### REQUIREMENT:
Turn every line of the records below into a numbered list, omitting blank lines and leaving the pictures out.

Data drawn from a collection
____________________
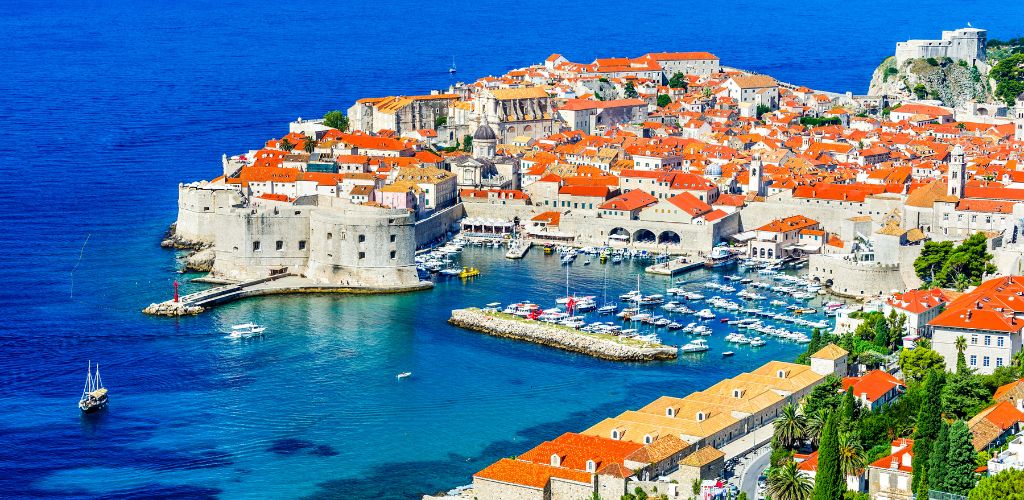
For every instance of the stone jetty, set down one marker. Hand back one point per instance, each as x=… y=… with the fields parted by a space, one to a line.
x=598 y=345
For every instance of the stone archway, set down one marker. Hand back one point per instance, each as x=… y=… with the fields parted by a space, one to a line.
x=621 y=235
x=669 y=238
x=644 y=236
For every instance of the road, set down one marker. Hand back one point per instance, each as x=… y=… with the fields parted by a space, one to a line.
x=749 y=474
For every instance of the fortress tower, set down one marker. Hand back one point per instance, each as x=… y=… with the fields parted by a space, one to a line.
x=955 y=180
x=756 y=183
x=1018 y=114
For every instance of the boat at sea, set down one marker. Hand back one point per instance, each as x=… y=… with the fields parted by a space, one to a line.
x=94 y=396
x=696 y=345
x=246 y=330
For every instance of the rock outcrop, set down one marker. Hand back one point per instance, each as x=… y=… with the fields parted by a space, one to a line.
x=172 y=308
x=952 y=82
x=603 y=346
x=173 y=240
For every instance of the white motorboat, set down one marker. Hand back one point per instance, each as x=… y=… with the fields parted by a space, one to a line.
x=697 y=345
x=246 y=330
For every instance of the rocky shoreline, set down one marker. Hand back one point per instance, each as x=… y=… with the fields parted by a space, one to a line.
x=602 y=346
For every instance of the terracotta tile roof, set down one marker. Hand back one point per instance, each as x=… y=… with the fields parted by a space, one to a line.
x=989 y=306
x=660 y=449
x=872 y=385
x=702 y=457
x=903 y=458
x=796 y=222
x=528 y=473
x=689 y=204
x=830 y=351
x=1015 y=387
x=918 y=301
x=630 y=201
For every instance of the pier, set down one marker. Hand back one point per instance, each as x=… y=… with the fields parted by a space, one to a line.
x=674 y=266
x=518 y=248
x=195 y=303
x=565 y=338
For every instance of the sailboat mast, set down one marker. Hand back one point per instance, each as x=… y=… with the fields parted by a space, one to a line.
x=88 y=378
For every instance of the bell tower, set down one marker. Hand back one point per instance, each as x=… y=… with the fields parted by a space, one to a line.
x=955 y=180
x=756 y=183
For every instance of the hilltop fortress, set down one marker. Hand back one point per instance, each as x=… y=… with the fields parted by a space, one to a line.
x=966 y=44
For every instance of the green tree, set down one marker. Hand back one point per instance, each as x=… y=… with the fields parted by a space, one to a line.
x=848 y=410
x=933 y=255
x=919 y=361
x=961 y=344
x=967 y=264
x=960 y=460
x=896 y=324
x=826 y=394
x=813 y=424
x=852 y=458
x=937 y=460
x=630 y=91
x=787 y=483
x=964 y=394
x=882 y=333
x=929 y=424
x=678 y=81
x=1009 y=76
x=790 y=426
x=1008 y=485
x=828 y=481
x=336 y=119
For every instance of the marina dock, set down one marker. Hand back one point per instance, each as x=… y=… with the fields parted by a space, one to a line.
x=565 y=338
x=674 y=266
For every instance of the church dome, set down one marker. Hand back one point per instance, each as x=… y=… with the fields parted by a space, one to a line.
x=484 y=132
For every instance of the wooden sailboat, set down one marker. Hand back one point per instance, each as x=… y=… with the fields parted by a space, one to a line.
x=94 y=394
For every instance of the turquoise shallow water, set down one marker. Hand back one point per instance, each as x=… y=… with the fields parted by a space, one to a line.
x=108 y=106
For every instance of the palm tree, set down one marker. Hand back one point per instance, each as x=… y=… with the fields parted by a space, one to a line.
x=786 y=483
x=851 y=455
x=790 y=426
x=812 y=426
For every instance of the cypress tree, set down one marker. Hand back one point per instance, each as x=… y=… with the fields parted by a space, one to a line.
x=848 y=409
x=937 y=465
x=828 y=481
x=929 y=424
x=960 y=460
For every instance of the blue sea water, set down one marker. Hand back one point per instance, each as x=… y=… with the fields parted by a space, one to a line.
x=108 y=106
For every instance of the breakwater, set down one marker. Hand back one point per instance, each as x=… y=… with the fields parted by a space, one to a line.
x=598 y=345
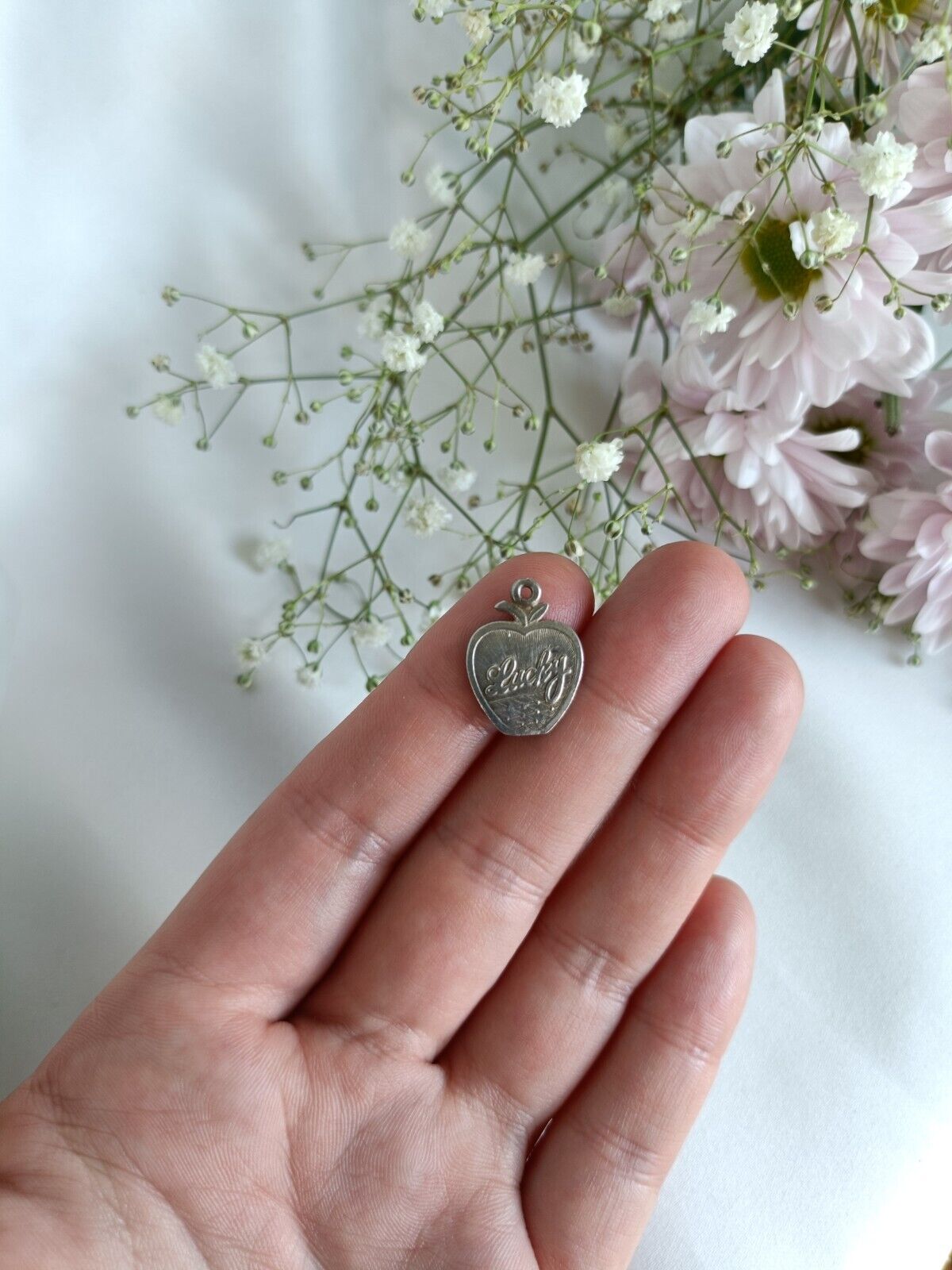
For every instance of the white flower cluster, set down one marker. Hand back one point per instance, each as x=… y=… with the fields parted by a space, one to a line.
x=560 y=101
x=793 y=266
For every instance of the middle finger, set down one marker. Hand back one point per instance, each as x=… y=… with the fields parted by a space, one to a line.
x=460 y=905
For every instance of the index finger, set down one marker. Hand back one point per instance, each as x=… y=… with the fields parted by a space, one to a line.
x=272 y=911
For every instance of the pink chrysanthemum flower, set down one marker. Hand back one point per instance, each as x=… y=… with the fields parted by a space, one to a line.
x=912 y=531
x=789 y=486
x=781 y=245
x=892 y=452
x=924 y=116
x=884 y=50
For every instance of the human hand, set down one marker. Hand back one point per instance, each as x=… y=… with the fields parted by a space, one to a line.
x=428 y=946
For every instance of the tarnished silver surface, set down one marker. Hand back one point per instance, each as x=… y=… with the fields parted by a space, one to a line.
x=524 y=673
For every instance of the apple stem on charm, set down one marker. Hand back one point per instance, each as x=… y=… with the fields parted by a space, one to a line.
x=524 y=609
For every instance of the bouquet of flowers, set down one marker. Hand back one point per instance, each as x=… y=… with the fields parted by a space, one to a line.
x=747 y=210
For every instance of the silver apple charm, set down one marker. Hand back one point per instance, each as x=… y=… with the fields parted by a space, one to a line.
x=524 y=673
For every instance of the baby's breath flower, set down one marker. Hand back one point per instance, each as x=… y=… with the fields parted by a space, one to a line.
x=309 y=676
x=750 y=33
x=621 y=305
x=829 y=233
x=658 y=10
x=524 y=270
x=457 y=478
x=560 y=101
x=884 y=164
x=270 y=552
x=710 y=317
x=408 y=239
x=427 y=516
x=168 y=408
x=401 y=353
x=478 y=27
x=598 y=460
x=428 y=323
x=217 y=368
x=370 y=633
x=440 y=186
x=251 y=652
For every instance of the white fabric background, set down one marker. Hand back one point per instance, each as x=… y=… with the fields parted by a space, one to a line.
x=200 y=143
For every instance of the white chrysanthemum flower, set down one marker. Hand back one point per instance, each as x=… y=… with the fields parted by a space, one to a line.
x=168 y=408
x=440 y=186
x=598 y=460
x=217 y=368
x=251 y=652
x=787 y=484
x=270 y=552
x=658 y=10
x=428 y=323
x=427 y=516
x=710 y=317
x=457 y=478
x=933 y=44
x=408 y=239
x=912 y=531
x=309 y=676
x=581 y=51
x=750 y=33
x=374 y=321
x=559 y=101
x=621 y=304
x=478 y=27
x=524 y=270
x=884 y=164
x=803 y=329
x=370 y=633
x=831 y=233
x=401 y=353
x=611 y=192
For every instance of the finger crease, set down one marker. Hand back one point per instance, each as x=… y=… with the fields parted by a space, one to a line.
x=505 y=864
x=589 y=963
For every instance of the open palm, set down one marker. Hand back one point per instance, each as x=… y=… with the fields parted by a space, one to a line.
x=448 y=1000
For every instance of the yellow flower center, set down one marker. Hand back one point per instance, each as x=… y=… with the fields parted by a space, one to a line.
x=768 y=260
x=884 y=10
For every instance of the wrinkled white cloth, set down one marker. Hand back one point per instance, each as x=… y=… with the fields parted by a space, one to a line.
x=198 y=144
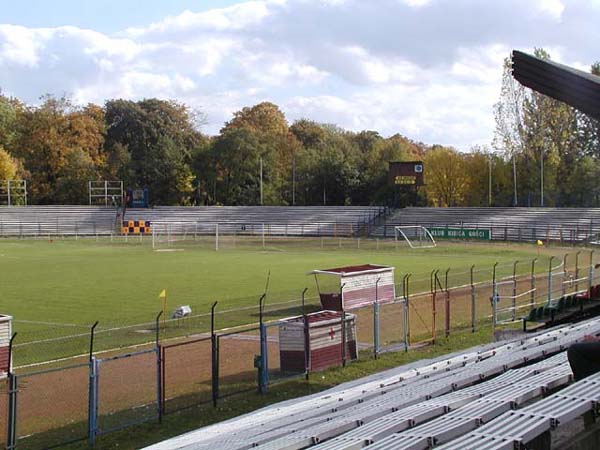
____________________
### WRITTEN RESPONSE:
1. For every instance of the stone jetty, set down one marker. Hand back one point per instance, each as x=… y=… with the fields parted by a space, one to a line.
2. x=598 y=345
3. For every instance of the stone archway, set down one marker. Hand back one point per instance, each as x=… y=… with the fields parted by a space, one to a line.
4. x=621 y=235
5. x=669 y=238
6. x=644 y=236
7. For every instance of the road, set down one marker. Hand back one point per instance, each as x=… y=… with the fields parted by a space, one to a line.
8. x=749 y=474
9. For every instance of the fortress tower, set down one marker. Hand back one point per instance, each as x=… y=… with the fields parted by a space, one to a line.
10. x=955 y=180
11. x=756 y=183
12. x=1018 y=114
13. For every instance of the boat at sea, set down one marker. Hand back one point per instance, each as x=… y=… with the fields parted by a space, one to a line.
14. x=94 y=396
15. x=696 y=345
16. x=246 y=330
17. For every instance of the rock outcrop, set down one marker. Hand back one point per instance, each as x=… y=… with the fields parted by a space, one to a line.
18. x=172 y=308
19. x=952 y=82
20. x=603 y=346
21. x=173 y=240
22. For every instance of the white motorboat, set down one marker. Hand back one point per instance, each as x=… y=… with the fields parted by a space, one to a line.
23. x=697 y=345
24. x=246 y=330
25. For every instance of the rocky shoreline, set down one marker. Hand back one point per instance, each as x=… y=… with the fields parted by a space, one to a line.
26. x=602 y=346
27. For every instance of the terracotta tile roof, set down one marker. Hand back one point per instance, each as x=… y=… with the fields parted by a space, one to a line.
28. x=989 y=306
29. x=660 y=449
30. x=872 y=385
31. x=702 y=457
32. x=903 y=458
33. x=796 y=222
34. x=528 y=473
35. x=689 y=204
36. x=830 y=351
37. x=1015 y=387
38. x=918 y=301
39. x=630 y=201
40. For every instance of the pier, set down one marker. Hand back one point per instance, each as x=… y=… with the fields parted by a space, one to a line.
41. x=674 y=266
42. x=518 y=248
43. x=195 y=303
44. x=565 y=338
45. For every instance of the sailboat mast, set down one marker. Hand back one point per instance, each as x=… y=… with the fields parted by a space, one to a line.
46. x=88 y=378
47. For every instance of the bell tower, set down one marker. Hand back one point per instance, each as x=… y=… with the fields parted by a space, one to a line.
48. x=955 y=180
49. x=756 y=183
50. For every instance of the hilltop fortress, set down one marker. Hand back one point per instance, each as x=… y=… with the fields parted by a space, one to a line.
51. x=966 y=44
52. For every instance of the green tree, set down one marker. Hand back one point per instance, each as x=… y=… with the fields parted by a space, one to a line.
53. x=848 y=410
54. x=933 y=255
55. x=919 y=361
56. x=961 y=344
57. x=967 y=264
58. x=960 y=460
59. x=896 y=324
60. x=826 y=394
61. x=813 y=424
62. x=852 y=458
63. x=937 y=460
64. x=630 y=91
65. x=787 y=483
66. x=964 y=394
67. x=882 y=333
68. x=929 y=424
69. x=678 y=81
70. x=1009 y=76
71. x=790 y=426
72. x=1008 y=485
73. x=828 y=481
74. x=336 y=119
75. For every instance of the marina dock, set down one marker. Hand back one point per instance, each as x=… y=… with the fields parted by a space, one to a line.
76. x=565 y=338
77. x=674 y=266
78. For every instance of the church dome, set down one marker. Hand back one point per instance, each as x=… y=… with the fields parted by a space, one to a line.
79. x=484 y=132
80. For every instance of the wooden sailboat, set down one marker. Hand back one point per instance, each as x=… y=… with the fields parted by a space, one to a line.
81. x=94 y=394
82. For every instance of the turquoise shallow water, set down one marker. Hand back one point per instance, each as x=… y=… with the fields parted by a space, one to a line.
83. x=108 y=106
84. For every instance of the palm tree, set down one marker. Hand back one point per instance, each as x=… y=… with the fields parted by a space, one to a line.
85. x=786 y=483
86. x=851 y=455
87. x=790 y=426
88. x=812 y=426
89. For every instance of the cypress tree, set down one marker. Hand back one point per instance, each as x=… y=… with the fields parted by a space, one to a line.
90. x=848 y=409
91. x=937 y=465
92. x=828 y=481
93. x=929 y=424
94. x=960 y=460
95. For every instance of the blue sea water, set down one marker. Hand back one point per instance, each as x=… y=… with the fields parted by a space, one to a line.
96. x=108 y=106
97. For every instance of the breakwater, set down one marker. Hand back one point per instance, each as x=… y=… with the fields parted by a space, one to a line.
98. x=598 y=345
99. For every instance of the white flower cluster, set down one marker. Hand back one point per instance, each as x=… y=… with the fields parted by a space, one to a line.
100. x=560 y=101
101. x=793 y=266
102. For every instance of the middle finger, set down one marker. Hand back one point per instance, each as x=… y=… with the fields parted by a space, one to a line.
103. x=460 y=905
104. For every instance of the index finger, set down one marker. Hand back one point per instance, each as x=… y=… with the fields parted by a space, one to a line.
105. x=272 y=911
106. For every instance of the pink chrysanthemum flower, set down one marker. Hand back one point per instance, each as x=… y=… with the fields parted by a space, one to a line.
107. x=912 y=531
108. x=789 y=486
109. x=781 y=245
110. x=892 y=452
111. x=924 y=116
112. x=884 y=50
113. For every instance of the human hand, set down one marker. Hand back one point per instance, each as x=… y=… with the fields parted by a space, one to a line.
114. x=428 y=946
115. For every instance of the tarnished silver surface, set down one marker. Hand back one point per instance, each as x=… y=… with the fields parted by a space, one to a line.
116. x=524 y=673
117. For every instance of the apple stem on charm, set down one marker. Hand back one point per instance, each as x=… y=… with the fields parted by a space, one to a line.
118. x=524 y=609
119. For every instance of the bouquet of flowers, set down one marker. Hand back one point per instance, each as x=… y=… with the fields parted by a space, one to a line.
120. x=747 y=210
121. For every instance of the silver apple charm, set down one marker. Hand back one point per instance, each as x=… y=… with the fields parted by a space, one to a line.
122. x=524 y=673
123. For every instance of the baby's breath flower, set down one marker. Hand back one point per instance, each as x=… y=… with the fields parted by a space, one to a line.
124. x=309 y=676
125. x=750 y=33
126. x=621 y=305
127. x=829 y=233
128. x=658 y=10
129. x=524 y=270
130. x=457 y=478
131. x=560 y=101
132. x=884 y=164
133. x=270 y=552
134. x=710 y=317
135. x=408 y=239
136. x=427 y=516
137. x=168 y=408
138. x=401 y=353
139. x=478 y=27
140. x=598 y=460
141. x=428 y=323
142. x=217 y=368
143. x=370 y=633
144. x=440 y=186
145. x=251 y=652
146. For every instance of the white fabric background, set down one marker. Hand back one point per instance, each as x=… y=… with the fields parted by a space, one to a line.
147. x=200 y=143
148. For every instance of the white chrysanthemum flower, set down one marker. Hand back one point per instance, each as x=… y=… with the fields parted by a space, one to a line.
149. x=168 y=408
150. x=440 y=186
151. x=598 y=460
152. x=217 y=368
153. x=251 y=652
154. x=787 y=484
155. x=270 y=552
156. x=658 y=10
157. x=428 y=323
158. x=427 y=516
159. x=710 y=317
160. x=457 y=478
161. x=933 y=44
162. x=408 y=239
163. x=912 y=531
164. x=309 y=676
165. x=581 y=51
166. x=750 y=33
167. x=374 y=321
168. x=559 y=101
169. x=621 y=304
170. x=478 y=27
171. x=524 y=270
172. x=884 y=164
173. x=803 y=329
174. x=370 y=633
175. x=831 y=233
176. x=401 y=353
177. x=611 y=192
178. For every instance of the finger crease, set down one marker. Hand back one point per instance, each as x=… y=… with the fields parted by a space, one to a line.
179. x=505 y=864
180. x=589 y=963
181. For every instance of the open palm, set down one marker. Hand back one point per instance, each as x=… y=… with the fields parted by a space, one to a line.
182. x=448 y=1000
183. For every instance of the yellow flower center, set down one marker. Hand back one point per instance, each as x=… y=… with the fields parted by a space, one to a line.
184. x=768 y=260
185. x=884 y=10
186. For every instance of the wrinkled white cloth, set down one marker. Hand back one point per instance, each as x=… y=… with the fields parted by a space, one to a line.
187. x=198 y=144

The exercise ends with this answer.